*What you have to do:* Reproduce verbatim the lines of the records below, starting at the line that contains "of the <item>overcast" and ending after the line that contains "16L183 22L207 19L217".

[Contour labeling records]

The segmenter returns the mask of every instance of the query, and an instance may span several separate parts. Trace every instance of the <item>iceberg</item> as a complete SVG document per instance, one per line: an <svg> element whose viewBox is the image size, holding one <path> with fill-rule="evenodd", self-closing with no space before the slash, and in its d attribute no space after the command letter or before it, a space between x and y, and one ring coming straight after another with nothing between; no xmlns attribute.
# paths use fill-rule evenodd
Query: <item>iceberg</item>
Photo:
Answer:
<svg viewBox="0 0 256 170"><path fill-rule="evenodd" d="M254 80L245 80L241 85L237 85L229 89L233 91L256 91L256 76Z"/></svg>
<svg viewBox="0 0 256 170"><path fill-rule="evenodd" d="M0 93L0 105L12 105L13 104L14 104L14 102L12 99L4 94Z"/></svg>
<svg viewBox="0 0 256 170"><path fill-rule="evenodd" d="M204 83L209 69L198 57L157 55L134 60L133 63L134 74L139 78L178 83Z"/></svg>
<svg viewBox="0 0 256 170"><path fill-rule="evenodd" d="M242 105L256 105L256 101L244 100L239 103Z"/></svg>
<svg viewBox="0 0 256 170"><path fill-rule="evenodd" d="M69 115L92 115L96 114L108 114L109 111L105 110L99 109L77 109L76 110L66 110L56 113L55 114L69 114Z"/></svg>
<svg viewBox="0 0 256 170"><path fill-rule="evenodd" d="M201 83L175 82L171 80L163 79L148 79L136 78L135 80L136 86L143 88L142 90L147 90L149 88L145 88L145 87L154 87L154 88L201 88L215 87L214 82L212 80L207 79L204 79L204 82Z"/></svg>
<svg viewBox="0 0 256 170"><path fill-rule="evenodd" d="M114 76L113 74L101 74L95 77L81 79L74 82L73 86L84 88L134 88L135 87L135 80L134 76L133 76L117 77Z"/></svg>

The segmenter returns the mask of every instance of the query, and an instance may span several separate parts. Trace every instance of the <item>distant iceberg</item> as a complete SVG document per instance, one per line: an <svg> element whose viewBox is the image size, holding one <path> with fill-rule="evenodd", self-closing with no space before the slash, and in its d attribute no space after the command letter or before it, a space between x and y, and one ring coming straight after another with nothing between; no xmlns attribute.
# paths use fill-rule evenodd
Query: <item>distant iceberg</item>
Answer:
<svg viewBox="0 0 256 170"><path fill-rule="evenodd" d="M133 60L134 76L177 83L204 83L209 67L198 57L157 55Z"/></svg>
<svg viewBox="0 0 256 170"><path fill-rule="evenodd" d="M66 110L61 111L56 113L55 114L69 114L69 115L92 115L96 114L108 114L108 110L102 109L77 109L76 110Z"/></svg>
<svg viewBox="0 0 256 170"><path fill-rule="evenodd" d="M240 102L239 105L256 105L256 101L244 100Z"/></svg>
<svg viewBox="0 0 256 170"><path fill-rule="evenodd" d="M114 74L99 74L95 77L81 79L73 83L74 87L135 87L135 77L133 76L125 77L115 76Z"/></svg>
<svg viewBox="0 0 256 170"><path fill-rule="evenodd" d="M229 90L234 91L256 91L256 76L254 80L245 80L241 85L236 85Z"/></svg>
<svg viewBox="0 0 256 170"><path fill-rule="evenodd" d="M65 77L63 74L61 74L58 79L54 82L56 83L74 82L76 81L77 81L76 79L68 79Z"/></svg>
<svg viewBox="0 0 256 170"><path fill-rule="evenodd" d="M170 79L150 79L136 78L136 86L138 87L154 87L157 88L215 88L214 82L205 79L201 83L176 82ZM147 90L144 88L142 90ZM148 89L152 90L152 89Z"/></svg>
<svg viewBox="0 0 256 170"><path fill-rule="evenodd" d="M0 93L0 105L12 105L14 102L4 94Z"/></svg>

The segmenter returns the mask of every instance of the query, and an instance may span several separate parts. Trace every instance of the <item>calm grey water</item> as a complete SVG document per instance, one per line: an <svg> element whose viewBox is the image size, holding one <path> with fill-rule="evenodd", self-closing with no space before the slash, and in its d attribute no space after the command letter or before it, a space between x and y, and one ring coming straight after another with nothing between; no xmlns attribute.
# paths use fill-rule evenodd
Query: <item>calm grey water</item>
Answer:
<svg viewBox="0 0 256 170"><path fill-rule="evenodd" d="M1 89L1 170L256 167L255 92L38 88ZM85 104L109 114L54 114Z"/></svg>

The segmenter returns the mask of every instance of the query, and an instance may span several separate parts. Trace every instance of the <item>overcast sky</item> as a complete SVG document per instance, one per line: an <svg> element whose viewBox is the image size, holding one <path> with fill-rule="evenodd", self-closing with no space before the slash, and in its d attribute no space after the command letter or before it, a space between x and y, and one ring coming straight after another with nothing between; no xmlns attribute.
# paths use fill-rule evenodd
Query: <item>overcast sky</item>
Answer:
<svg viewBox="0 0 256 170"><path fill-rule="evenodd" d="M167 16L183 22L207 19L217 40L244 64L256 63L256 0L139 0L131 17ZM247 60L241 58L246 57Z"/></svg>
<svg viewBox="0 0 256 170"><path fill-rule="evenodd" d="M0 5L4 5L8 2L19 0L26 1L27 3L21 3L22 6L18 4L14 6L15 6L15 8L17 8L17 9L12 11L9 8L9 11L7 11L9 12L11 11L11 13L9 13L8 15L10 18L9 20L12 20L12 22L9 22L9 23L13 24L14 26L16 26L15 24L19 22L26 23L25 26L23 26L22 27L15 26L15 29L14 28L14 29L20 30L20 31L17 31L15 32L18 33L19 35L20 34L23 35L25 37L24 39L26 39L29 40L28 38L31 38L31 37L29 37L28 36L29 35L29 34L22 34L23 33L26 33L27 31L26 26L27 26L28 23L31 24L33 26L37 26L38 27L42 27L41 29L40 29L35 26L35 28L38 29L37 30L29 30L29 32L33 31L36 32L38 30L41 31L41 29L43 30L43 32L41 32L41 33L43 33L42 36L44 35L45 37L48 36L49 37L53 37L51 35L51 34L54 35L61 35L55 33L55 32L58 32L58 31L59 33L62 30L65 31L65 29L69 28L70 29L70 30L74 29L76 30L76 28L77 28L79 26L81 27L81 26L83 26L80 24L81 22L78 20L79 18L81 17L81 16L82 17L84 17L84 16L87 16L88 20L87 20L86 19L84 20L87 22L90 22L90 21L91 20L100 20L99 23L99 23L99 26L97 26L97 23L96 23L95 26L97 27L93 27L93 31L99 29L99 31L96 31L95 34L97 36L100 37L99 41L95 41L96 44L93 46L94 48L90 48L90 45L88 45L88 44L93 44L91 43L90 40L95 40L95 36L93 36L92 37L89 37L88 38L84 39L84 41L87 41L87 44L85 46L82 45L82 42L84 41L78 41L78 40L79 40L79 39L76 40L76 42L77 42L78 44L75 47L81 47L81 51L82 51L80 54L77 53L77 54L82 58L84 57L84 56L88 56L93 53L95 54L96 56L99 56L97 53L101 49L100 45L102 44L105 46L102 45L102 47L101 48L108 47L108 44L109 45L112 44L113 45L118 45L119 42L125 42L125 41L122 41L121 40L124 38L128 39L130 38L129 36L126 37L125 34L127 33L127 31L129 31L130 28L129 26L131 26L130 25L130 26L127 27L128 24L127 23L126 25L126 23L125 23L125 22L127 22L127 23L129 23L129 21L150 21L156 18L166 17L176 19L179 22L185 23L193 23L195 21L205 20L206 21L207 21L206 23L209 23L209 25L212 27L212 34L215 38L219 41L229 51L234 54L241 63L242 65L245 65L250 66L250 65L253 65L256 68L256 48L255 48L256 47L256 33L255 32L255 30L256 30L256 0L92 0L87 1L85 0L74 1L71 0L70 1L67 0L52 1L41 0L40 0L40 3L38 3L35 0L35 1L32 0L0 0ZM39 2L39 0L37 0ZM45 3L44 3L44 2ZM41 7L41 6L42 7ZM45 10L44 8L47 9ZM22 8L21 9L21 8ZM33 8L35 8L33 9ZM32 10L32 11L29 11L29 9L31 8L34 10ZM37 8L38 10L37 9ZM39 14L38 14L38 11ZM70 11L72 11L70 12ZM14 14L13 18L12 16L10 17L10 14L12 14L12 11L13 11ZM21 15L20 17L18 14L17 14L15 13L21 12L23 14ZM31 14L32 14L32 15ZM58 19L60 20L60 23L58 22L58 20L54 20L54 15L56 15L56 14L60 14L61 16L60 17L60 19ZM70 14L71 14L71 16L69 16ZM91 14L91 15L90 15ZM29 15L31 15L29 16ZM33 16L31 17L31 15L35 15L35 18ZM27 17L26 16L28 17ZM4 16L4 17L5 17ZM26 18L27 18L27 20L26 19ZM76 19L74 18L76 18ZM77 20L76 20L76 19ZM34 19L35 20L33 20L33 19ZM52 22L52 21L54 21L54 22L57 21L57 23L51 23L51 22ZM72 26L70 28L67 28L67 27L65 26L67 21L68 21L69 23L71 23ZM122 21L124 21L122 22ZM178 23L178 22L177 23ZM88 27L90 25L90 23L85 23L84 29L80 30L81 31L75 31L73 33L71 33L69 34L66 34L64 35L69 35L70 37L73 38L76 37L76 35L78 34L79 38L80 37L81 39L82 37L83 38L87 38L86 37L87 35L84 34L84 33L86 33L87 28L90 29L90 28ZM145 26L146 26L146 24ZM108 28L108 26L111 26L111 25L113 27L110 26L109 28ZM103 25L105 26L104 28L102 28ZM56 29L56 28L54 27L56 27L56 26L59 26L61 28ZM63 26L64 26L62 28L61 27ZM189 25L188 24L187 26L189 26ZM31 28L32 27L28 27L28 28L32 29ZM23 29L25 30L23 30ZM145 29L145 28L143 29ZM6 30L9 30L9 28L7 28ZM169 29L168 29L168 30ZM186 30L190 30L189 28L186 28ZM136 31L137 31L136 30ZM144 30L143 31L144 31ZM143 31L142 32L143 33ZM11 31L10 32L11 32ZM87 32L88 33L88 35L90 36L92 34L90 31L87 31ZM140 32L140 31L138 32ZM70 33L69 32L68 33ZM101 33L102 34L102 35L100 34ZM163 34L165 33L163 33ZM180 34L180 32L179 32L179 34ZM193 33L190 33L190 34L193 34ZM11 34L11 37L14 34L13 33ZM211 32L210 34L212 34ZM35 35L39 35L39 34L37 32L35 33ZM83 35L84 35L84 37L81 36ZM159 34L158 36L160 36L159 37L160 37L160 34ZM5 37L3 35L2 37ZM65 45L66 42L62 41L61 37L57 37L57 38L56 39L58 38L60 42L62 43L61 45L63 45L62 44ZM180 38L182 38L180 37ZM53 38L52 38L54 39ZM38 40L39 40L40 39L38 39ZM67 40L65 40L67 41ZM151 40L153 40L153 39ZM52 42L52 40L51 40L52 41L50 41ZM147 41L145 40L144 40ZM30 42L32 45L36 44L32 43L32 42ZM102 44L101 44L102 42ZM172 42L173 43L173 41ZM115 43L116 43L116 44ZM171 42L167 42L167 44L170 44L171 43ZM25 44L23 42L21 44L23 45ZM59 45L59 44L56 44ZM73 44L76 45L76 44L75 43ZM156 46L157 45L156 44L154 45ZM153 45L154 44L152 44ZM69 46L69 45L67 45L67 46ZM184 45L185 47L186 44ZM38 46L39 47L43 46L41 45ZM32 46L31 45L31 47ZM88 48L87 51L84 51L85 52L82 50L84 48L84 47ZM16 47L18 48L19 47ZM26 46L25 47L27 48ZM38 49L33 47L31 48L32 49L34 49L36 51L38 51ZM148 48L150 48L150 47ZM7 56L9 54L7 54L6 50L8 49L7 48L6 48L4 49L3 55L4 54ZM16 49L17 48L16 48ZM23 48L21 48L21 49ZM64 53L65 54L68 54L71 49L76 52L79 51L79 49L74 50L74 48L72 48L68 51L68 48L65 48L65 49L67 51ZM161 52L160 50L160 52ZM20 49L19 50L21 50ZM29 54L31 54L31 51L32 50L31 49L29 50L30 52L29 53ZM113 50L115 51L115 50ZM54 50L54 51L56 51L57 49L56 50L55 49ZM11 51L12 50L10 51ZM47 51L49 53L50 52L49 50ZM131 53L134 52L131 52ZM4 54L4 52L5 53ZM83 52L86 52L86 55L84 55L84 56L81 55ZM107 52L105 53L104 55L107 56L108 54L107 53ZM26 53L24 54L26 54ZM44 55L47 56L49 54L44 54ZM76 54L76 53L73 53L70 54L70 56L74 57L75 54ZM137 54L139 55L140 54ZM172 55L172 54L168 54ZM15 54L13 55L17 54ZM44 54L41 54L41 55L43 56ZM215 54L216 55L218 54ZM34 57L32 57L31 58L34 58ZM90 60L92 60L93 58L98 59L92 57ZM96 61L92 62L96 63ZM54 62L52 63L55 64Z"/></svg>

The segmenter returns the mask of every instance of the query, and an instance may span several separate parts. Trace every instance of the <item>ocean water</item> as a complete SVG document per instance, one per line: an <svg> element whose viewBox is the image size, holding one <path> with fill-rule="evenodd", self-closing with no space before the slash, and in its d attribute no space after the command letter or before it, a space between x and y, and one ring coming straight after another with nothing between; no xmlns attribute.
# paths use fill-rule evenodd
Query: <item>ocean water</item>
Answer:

*Correct output:*
The segmenter returns the mask of every instance of the query, and an instance may span several separate parts. Trace every instance of the <item>overcast sky</item> as a complete SVG document per instance, one per line: an <svg> element whose viewBox is the image size, holding one <path> with fill-rule="evenodd", self-closing with no space before the slash, and in its d attribute no space after the command letter or before it, a space between x and y, and one ring coming straight after another with nothing between; no xmlns attribute.
# paths use fill-rule evenodd
Query: <item>overcast sky</item>
Answer:
<svg viewBox="0 0 256 170"><path fill-rule="evenodd" d="M167 16L183 22L207 19L217 40L244 64L256 63L256 0L139 0L131 17ZM247 60L241 58L246 57Z"/></svg>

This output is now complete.